Start of Dataset extract

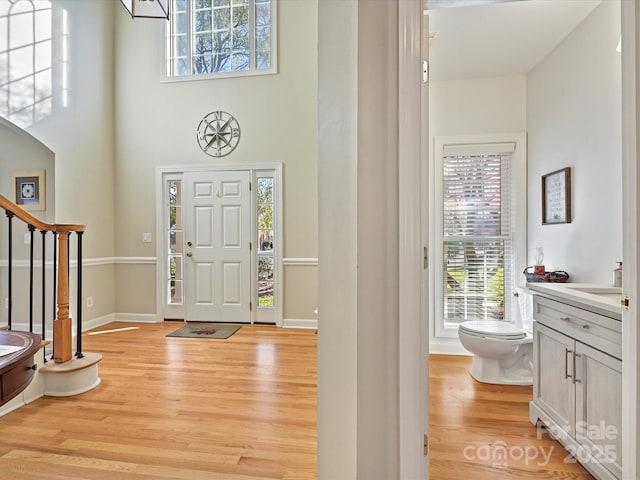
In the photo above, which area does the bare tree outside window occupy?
[167,0,275,76]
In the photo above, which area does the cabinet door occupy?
[533,322,575,435]
[575,342,622,478]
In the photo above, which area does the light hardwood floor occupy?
[0,322,317,480]
[0,322,592,480]
[429,355,593,480]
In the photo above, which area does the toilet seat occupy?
[458,320,527,340]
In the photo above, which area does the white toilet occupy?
[458,288,533,385]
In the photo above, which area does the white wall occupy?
[527,1,622,284]
[114,0,318,319]
[318,0,402,480]
[429,75,527,138]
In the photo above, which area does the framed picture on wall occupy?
[542,167,571,225]
[12,170,47,211]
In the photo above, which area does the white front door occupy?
[183,171,251,323]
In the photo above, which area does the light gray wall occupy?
[527,1,622,284]
[115,0,318,319]
[0,0,115,326]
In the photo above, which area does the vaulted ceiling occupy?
[425,0,602,80]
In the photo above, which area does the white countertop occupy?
[527,282,622,318]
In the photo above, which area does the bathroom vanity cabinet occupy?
[529,287,622,479]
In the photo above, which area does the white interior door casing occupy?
[184,171,251,323]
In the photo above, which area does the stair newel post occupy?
[76,232,84,358]
[53,230,72,363]
[40,230,47,363]
[5,210,14,330]
[28,225,36,333]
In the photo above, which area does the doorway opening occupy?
[157,164,283,326]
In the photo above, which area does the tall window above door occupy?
[434,133,527,336]
[166,0,277,79]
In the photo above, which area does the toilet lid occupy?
[459,320,526,340]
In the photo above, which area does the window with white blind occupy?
[434,133,526,336]
[166,0,277,79]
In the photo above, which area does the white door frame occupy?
[156,163,284,327]
[398,0,429,480]
[620,0,640,478]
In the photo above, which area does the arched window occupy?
[0,0,52,127]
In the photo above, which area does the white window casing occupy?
[164,0,278,81]
[431,133,527,337]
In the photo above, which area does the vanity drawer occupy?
[533,295,622,359]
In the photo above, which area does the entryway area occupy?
[157,164,282,326]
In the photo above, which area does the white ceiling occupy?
[425,0,602,80]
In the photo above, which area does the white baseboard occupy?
[114,313,164,323]
[282,318,318,330]
[82,313,115,332]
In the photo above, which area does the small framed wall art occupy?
[13,170,47,211]
[542,167,571,225]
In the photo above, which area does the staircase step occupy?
[38,352,102,397]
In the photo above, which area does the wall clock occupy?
[198,110,240,157]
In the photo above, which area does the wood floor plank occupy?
[429,355,593,480]
[0,322,592,480]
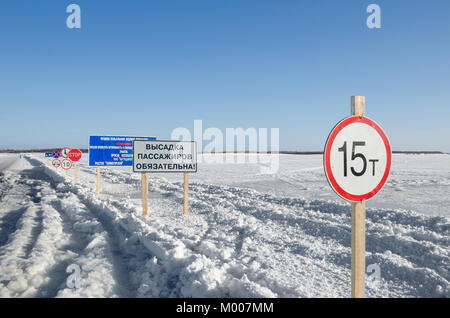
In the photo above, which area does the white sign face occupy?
[60,148,71,158]
[52,159,61,169]
[133,140,197,172]
[324,116,391,202]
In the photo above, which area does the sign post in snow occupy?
[133,140,197,215]
[324,96,392,298]
[67,149,82,184]
[89,136,156,194]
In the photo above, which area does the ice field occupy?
[0,154,450,297]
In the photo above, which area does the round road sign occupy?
[60,147,70,158]
[61,159,72,170]
[67,149,81,162]
[324,116,392,202]
[52,159,61,169]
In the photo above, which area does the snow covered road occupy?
[0,155,450,297]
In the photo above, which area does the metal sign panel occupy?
[133,140,197,172]
[89,136,156,166]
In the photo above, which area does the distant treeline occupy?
[0,148,444,155]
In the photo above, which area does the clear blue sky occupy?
[0,0,450,152]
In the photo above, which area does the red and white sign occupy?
[60,147,70,158]
[67,149,81,162]
[52,159,61,169]
[61,159,72,170]
[324,116,392,202]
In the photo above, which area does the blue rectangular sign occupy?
[89,136,156,166]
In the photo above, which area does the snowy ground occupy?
[0,154,450,297]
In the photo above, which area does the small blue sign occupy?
[52,150,61,159]
[89,136,156,166]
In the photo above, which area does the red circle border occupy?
[59,147,72,159]
[324,116,392,202]
[59,158,73,170]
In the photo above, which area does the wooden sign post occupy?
[324,96,392,298]
[351,96,366,298]
[183,172,189,215]
[141,172,148,216]
[97,167,100,194]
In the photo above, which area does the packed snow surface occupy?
[0,154,450,297]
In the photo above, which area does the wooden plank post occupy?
[183,172,189,215]
[351,96,366,298]
[97,167,100,194]
[141,172,148,216]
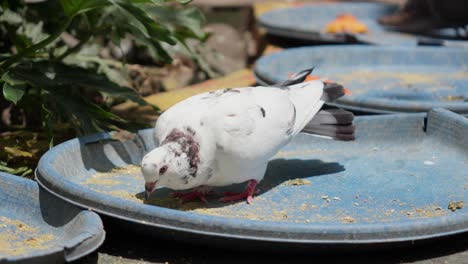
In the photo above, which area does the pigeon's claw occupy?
[220,180,258,204]
[172,190,213,203]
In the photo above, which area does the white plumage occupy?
[142,73,352,203]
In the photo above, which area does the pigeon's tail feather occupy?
[273,67,315,88]
[320,83,346,102]
[302,108,355,141]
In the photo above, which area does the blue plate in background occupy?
[254,45,468,114]
[36,110,468,248]
[0,172,105,263]
[258,3,468,45]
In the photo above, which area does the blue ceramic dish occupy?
[36,110,468,246]
[254,46,468,114]
[258,3,468,46]
[0,172,105,263]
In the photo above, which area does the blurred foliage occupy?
[0,0,210,177]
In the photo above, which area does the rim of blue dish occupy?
[254,45,468,114]
[36,113,468,244]
[258,2,402,44]
[0,172,106,263]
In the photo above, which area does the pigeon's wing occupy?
[154,92,214,144]
[286,80,324,136]
[207,85,323,159]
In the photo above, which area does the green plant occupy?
[0,0,210,173]
[0,0,205,133]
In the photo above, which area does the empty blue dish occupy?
[254,45,468,114]
[0,172,105,263]
[258,3,468,46]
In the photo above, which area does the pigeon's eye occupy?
[159,165,167,175]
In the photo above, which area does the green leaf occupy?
[118,2,176,45]
[0,9,23,25]
[9,61,147,105]
[177,0,192,5]
[49,90,126,134]
[3,82,26,104]
[60,0,110,17]
[147,6,206,39]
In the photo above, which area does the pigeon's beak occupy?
[145,181,157,200]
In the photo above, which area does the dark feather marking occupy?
[258,106,266,117]
[286,105,296,135]
[161,127,200,177]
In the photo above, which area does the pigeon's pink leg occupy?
[172,188,213,203]
[220,180,258,204]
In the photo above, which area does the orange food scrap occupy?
[325,14,369,34]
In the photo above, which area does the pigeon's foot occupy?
[220,180,258,204]
[172,187,213,203]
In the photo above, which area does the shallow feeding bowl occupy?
[254,45,468,115]
[36,109,468,248]
[0,172,105,263]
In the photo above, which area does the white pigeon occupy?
[141,69,354,203]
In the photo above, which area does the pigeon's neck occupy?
[161,127,200,177]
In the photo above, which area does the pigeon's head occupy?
[141,143,196,198]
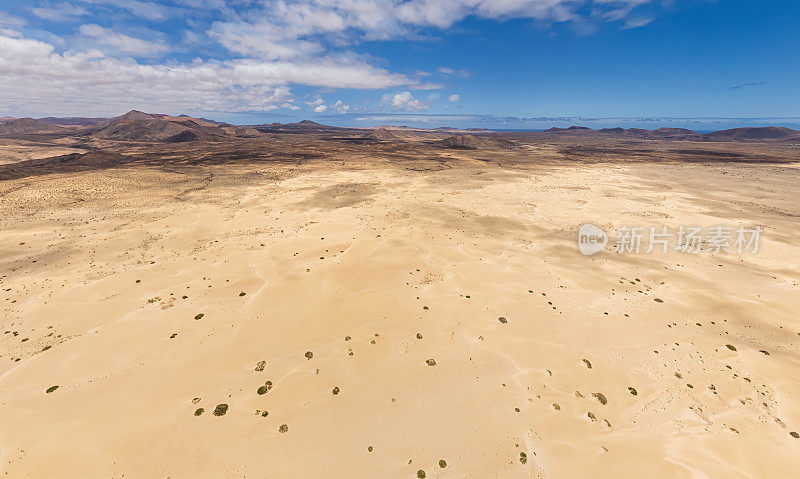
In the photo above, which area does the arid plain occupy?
[0,114,800,479]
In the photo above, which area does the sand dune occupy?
[0,150,800,478]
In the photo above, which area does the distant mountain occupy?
[703,126,800,141]
[545,126,593,133]
[367,128,400,141]
[39,116,110,126]
[0,118,68,135]
[93,110,250,143]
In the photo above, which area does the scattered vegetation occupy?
[256,381,272,396]
[214,403,228,416]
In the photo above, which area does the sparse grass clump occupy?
[214,403,228,416]
[256,381,272,396]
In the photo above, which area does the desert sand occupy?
[0,129,800,479]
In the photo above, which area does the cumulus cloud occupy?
[0,32,407,116]
[333,100,350,113]
[79,23,168,56]
[80,0,177,22]
[31,3,89,22]
[436,67,469,78]
[381,91,430,111]
[0,0,655,115]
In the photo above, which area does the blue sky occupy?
[0,0,800,130]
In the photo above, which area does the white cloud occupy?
[80,0,175,22]
[78,23,168,56]
[622,17,653,30]
[436,67,469,78]
[0,31,408,116]
[306,96,325,108]
[381,91,430,111]
[333,100,350,114]
[31,3,89,22]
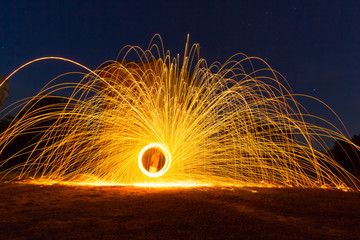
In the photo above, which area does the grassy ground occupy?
[0,183,360,239]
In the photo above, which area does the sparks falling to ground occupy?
[0,36,359,190]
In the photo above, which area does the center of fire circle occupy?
[138,143,171,177]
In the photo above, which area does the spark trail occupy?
[0,37,359,190]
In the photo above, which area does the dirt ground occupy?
[0,183,360,239]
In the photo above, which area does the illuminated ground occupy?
[0,183,360,239]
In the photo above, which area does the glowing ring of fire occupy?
[138,143,171,177]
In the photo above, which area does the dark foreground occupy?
[0,183,360,239]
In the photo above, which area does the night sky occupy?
[0,0,360,141]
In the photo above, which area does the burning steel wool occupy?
[0,37,359,190]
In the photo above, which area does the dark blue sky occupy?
[0,0,360,139]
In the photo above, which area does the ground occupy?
[0,183,360,239]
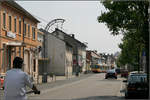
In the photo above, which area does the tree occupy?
[98,0,149,79]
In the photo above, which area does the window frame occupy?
[32,26,35,40]
[3,11,6,29]
[19,18,22,35]
[8,15,12,31]
[14,17,17,33]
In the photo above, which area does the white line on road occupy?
[41,76,92,94]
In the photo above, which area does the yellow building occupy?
[0,1,42,83]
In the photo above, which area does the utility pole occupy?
[22,17,25,70]
[146,1,150,99]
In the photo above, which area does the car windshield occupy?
[107,70,115,73]
[128,75,147,83]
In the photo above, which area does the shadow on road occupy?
[72,96,124,100]
[71,96,148,100]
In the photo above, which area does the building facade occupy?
[52,28,87,74]
[40,29,72,77]
[0,1,42,83]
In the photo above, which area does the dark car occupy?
[105,70,117,79]
[115,68,121,74]
[0,75,4,89]
[123,73,148,98]
[121,70,129,78]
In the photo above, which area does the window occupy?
[14,18,17,32]
[24,23,27,36]
[28,25,30,37]
[9,16,11,31]
[3,13,6,28]
[33,59,36,72]
[37,32,43,42]
[32,27,35,40]
[19,47,21,57]
[19,19,21,34]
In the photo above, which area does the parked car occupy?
[105,70,117,79]
[123,73,148,98]
[115,68,121,74]
[121,70,129,78]
[0,75,4,89]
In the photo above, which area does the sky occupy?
[17,1,123,54]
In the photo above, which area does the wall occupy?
[46,34,66,75]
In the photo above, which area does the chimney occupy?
[71,34,74,38]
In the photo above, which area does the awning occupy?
[6,42,26,47]
[38,58,49,61]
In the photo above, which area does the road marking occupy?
[41,76,93,94]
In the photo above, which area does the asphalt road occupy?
[29,73,124,100]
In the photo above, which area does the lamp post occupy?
[147,1,150,99]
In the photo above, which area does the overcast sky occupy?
[17,1,122,53]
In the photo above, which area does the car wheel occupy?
[125,93,129,99]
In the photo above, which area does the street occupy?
[29,73,124,100]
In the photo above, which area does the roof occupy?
[55,28,87,47]
[0,0,40,23]
[38,28,72,48]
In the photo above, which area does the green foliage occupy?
[98,0,149,69]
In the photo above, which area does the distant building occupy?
[40,29,73,77]
[0,0,42,83]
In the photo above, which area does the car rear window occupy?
[128,75,147,83]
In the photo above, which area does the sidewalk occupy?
[36,73,92,91]
[0,73,92,100]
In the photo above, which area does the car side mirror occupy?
[123,80,127,82]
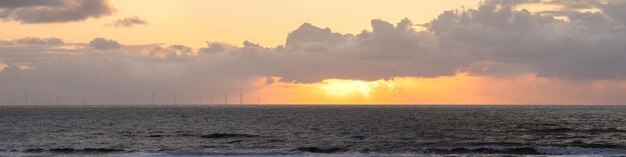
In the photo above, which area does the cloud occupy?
[0,0,114,24]
[89,38,122,50]
[111,16,148,27]
[0,0,626,103]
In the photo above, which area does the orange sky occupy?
[0,0,626,104]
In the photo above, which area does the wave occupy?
[0,146,626,156]
[292,147,345,153]
[422,146,626,156]
[145,133,260,139]
[529,127,626,134]
[200,133,259,139]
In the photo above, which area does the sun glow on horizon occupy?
[315,79,384,97]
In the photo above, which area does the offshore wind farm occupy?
[0,0,626,157]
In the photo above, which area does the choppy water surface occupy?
[0,106,626,156]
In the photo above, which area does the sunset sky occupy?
[0,0,626,105]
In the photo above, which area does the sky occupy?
[0,0,626,105]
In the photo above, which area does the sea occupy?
[0,105,626,157]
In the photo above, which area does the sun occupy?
[317,79,380,97]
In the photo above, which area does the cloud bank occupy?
[0,0,114,24]
[111,16,148,27]
[0,0,626,103]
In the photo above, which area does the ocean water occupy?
[0,106,626,156]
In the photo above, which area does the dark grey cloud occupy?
[0,0,626,104]
[89,38,122,50]
[111,16,148,27]
[0,0,114,24]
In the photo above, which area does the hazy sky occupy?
[0,0,626,104]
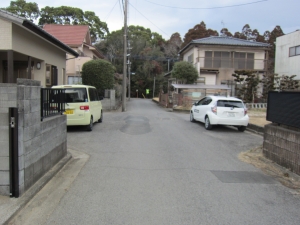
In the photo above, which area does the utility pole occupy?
[153,74,156,98]
[122,0,128,112]
[127,40,132,101]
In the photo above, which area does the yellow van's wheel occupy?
[98,110,103,123]
[86,117,93,131]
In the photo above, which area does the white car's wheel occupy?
[238,126,246,132]
[204,116,212,130]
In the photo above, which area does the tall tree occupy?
[172,61,198,84]
[2,0,40,22]
[163,32,182,58]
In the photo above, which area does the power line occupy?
[129,3,170,36]
[119,0,124,18]
[104,0,119,21]
[144,0,268,9]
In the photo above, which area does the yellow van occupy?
[52,85,103,131]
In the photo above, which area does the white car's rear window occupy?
[217,100,244,108]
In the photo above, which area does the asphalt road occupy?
[9,99,300,225]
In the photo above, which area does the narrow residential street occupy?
[11,99,300,225]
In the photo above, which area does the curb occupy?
[0,151,72,225]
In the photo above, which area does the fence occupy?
[267,91,300,128]
[41,88,66,121]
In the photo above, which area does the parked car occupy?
[190,96,249,132]
[52,85,103,131]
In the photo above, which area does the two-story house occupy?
[179,36,270,85]
[275,30,300,80]
[43,24,104,84]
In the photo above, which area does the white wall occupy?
[275,30,300,80]
[12,24,66,86]
[0,19,12,50]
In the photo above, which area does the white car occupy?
[190,96,249,132]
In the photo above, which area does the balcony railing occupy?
[41,88,66,121]
[199,57,267,70]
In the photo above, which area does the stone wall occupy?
[0,83,17,195]
[0,79,67,195]
[263,124,300,175]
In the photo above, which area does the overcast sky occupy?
[0,0,300,39]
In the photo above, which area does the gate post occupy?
[9,107,19,198]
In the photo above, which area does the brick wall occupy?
[0,79,67,195]
[263,124,300,175]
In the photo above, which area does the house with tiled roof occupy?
[275,30,300,81]
[0,10,78,87]
[179,36,270,88]
[43,24,104,84]
[159,36,270,106]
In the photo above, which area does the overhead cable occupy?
[144,0,268,9]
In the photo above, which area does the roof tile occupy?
[43,24,89,46]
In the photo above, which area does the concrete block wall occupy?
[263,124,300,175]
[0,79,67,195]
[0,83,17,195]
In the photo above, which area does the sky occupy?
[0,0,300,40]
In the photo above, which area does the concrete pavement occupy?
[0,100,263,224]
[0,149,89,224]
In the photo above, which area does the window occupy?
[289,46,300,57]
[197,77,205,84]
[234,52,254,70]
[217,100,244,108]
[66,88,87,103]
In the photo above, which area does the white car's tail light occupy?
[80,105,90,110]
[211,106,218,115]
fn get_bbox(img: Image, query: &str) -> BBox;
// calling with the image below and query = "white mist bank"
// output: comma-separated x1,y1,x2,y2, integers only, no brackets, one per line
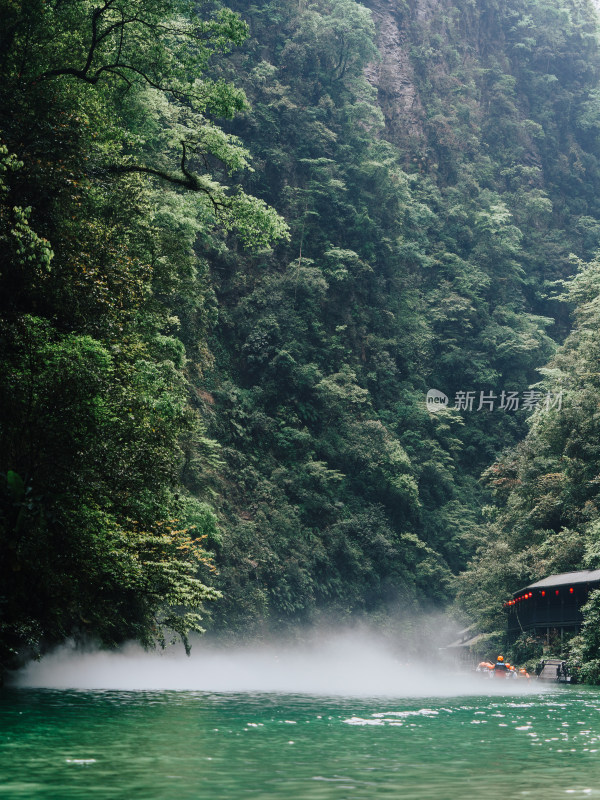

End of Dataset extract

=== Your objective ===
Copy out word for word the entries above, from the line containing "In the photo above, which area does the offshore" through the line containing "[127,40,132,101]", both lines included. Leave out any pictures.

=== Solution below ===
In the photo above, which area does the offshore wind farm occupy?
[0,0,626,157]
In the photo above, which area does the choppy water surface occupy?
[0,106,626,156]
In the photo above, which area does the sunset sky occupy?
[0,0,626,105]
In the photo above, which area does the sky occupy?
[0,0,626,105]
In the photo above, which area does the sea occupy?
[0,105,626,157]
In the photo above, which area does the sun occupy?
[317,79,380,97]
In the photo above, which area does the cloud bank occupy?
[0,0,114,24]
[111,16,148,27]
[0,0,626,103]
In the photo above, which area does the ocean water occupy?
[0,106,626,156]
In the photo above, which area does the dark grey cloud occupy?
[0,0,626,104]
[89,38,122,50]
[111,16,148,27]
[0,0,114,24]
In the photo above, which area does the hazy sky occupy?
[0,0,626,104]
In the photo above, which area does the utility pole occupy?
[153,74,156,98]
[122,0,128,112]
[127,40,132,101]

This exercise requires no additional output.